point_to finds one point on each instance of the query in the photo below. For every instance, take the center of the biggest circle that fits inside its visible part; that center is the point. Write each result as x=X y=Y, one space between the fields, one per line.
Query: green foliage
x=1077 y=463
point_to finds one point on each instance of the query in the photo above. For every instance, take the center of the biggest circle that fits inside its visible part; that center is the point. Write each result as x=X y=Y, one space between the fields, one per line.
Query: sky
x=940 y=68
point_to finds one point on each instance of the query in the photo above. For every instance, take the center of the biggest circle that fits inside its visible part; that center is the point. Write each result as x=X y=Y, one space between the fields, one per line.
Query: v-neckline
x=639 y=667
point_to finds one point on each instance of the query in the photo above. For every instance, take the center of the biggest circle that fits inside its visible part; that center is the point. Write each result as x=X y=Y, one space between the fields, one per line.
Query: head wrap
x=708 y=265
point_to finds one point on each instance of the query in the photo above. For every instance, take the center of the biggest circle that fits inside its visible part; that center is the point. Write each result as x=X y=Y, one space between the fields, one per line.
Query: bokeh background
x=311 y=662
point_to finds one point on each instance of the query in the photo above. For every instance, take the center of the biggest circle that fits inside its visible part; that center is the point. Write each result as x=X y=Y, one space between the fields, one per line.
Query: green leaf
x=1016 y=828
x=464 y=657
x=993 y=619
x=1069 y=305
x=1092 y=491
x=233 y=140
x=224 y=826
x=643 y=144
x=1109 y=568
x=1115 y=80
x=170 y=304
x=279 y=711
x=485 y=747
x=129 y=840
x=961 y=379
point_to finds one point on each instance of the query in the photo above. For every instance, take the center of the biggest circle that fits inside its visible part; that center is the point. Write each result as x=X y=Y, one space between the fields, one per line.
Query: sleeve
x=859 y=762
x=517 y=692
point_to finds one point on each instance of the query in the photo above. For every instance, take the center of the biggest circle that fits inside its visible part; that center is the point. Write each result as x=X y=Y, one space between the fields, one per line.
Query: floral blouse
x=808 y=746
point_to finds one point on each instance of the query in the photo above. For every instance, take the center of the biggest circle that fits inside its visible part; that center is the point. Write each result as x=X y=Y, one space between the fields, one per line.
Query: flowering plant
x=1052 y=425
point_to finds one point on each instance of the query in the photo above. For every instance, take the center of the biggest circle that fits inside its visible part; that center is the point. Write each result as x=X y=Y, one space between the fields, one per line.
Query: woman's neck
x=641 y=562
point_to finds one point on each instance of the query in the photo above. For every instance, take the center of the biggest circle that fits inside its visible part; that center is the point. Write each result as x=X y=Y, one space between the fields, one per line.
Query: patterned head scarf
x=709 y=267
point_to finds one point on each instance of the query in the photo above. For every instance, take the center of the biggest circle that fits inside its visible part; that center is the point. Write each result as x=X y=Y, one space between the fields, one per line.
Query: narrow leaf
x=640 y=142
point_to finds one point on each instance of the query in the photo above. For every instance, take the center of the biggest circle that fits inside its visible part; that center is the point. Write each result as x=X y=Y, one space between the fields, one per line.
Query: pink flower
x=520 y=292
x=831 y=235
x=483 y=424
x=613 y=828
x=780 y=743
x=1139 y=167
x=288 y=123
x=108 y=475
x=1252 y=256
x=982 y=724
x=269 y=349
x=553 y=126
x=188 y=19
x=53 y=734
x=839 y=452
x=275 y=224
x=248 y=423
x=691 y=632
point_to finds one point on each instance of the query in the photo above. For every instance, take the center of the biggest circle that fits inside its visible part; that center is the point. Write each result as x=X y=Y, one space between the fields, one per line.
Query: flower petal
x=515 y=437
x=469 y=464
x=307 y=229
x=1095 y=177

**Assigned task:**
Extract all of the data shown above and repeat it verbatim.

**Answer for this exercise:**
point_to finds one point on each instance of the query in the photo below. For every instance, take the center of the biggest circle that fits inside its visible part; that center is the point. Write each result as x=X y=Y, one space between the fields, one per line.
Query: green foliage
x=1077 y=463
point_to finds one point on each instance of the query in the photo above. For every instance, take the center of the biggest circle that fits inside its visible part; that center is the point. Write each result as x=X y=Y, one space between the fields, one per line.
Query: sky
x=940 y=68
point_to finds one point on each instance of the query in the photo above. For every instance, take the center of the biggest circle that fits inside its visible part; that center is the point. Write each result as x=X y=Y, one space between the fields, one per line.
Query: v-neckline
x=639 y=667
point_to finds one point on each instance of the query in the photo above. For every instance, take the center of the biggest circle that fits inside its visible part; that center is the point. Write each result as x=X y=Y, one space between the fields, one per line.
Query: head wrap
x=708 y=265
point_to finds one point on each instance of the query in the photo above. For every instance, take the center of the biggest circle that fits inside its visible part; that center is the point. Write each result as x=X y=Y, one space between the fields, one per line.
Query: bokeh background
x=311 y=662
point_to finds one point on each instance of the query in the photo above. For every instance, take the center of the biggest circle that fits inside its visible part; that center is the point. Write each result as x=X y=Y, one space between the fields, one per line.
Query: green leaf
x=1016 y=828
x=464 y=657
x=993 y=619
x=1069 y=305
x=1092 y=491
x=233 y=140
x=224 y=826
x=643 y=144
x=1109 y=568
x=1115 y=80
x=170 y=304
x=279 y=711
x=485 y=747
x=129 y=840
x=961 y=379
point_to finds one point on each instance of the query in the photo above. For every instance, take the center of the biggest circle that fits inside its visible part; that center is the point. Write each result as x=X y=Y, one space between the fields, one per line.
Query: sleeve
x=859 y=762
x=517 y=692
point_to finds one point on each instance of the query in the photo above. For every instance, take the center of the biggest circle that fits inside its visible part; that center is the point. Write each result as x=X y=Y, one space between the fields, one per line.
Query: floral blouse
x=808 y=746
point_to finds one point on each instance of the query in the photo above. For every instance, take the center of the biggest circle that fits inside its visible part; that center is the point. Write each result as x=X y=Y, one space between the fields, one per line.
Query: flowering plant
x=1052 y=425
point_to finds one point on each instance of the query in the photo above. For every instance, take the center of the biggest circle that fits inside its visible part; that center is the point. Write each result as x=X y=Y, one space between the fields, one per line.
Query: woman's neck
x=641 y=562
point_to finds one point on each instance of the query in the photo above. For every instance, take the center of the biggest circle that fits inside its visible part; that center is the point. Write each result as x=X y=Y, one space between the fields, one per line.
Query: patterned head scarf
x=709 y=267
point_to finds one point on each instance of the query in the photo above. For every instance, take the center of the biggest circle that fits inside its visible part; that center is the point. Write each result as x=X y=Y, one space between the fields, one per line.
Query: narrow leaf
x=640 y=142
point_to finds one point on each instance of the query in the photo above. For every instance, take the center of the biggest circle that fits inside its visible part; that center is the point. Write each result as x=X y=Y, one space between the fields, one per line.
Query: pink flower
x=520 y=292
x=831 y=235
x=483 y=424
x=613 y=828
x=780 y=743
x=1139 y=167
x=288 y=123
x=108 y=475
x=1252 y=256
x=982 y=724
x=269 y=349
x=553 y=126
x=188 y=19
x=53 y=734
x=839 y=452
x=275 y=224
x=248 y=423
x=691 y=632
point_to finds one point on each instance of the query in the photo above. For every instance, take the center of the biggest circle that fits inside its visible part; that center is the point. Write each result as x=X y=Y, one space between the fields, one per line.
Query: flower petal
x=515 y=437
x=469 y=464
x=307 y=229
x=1095 y=177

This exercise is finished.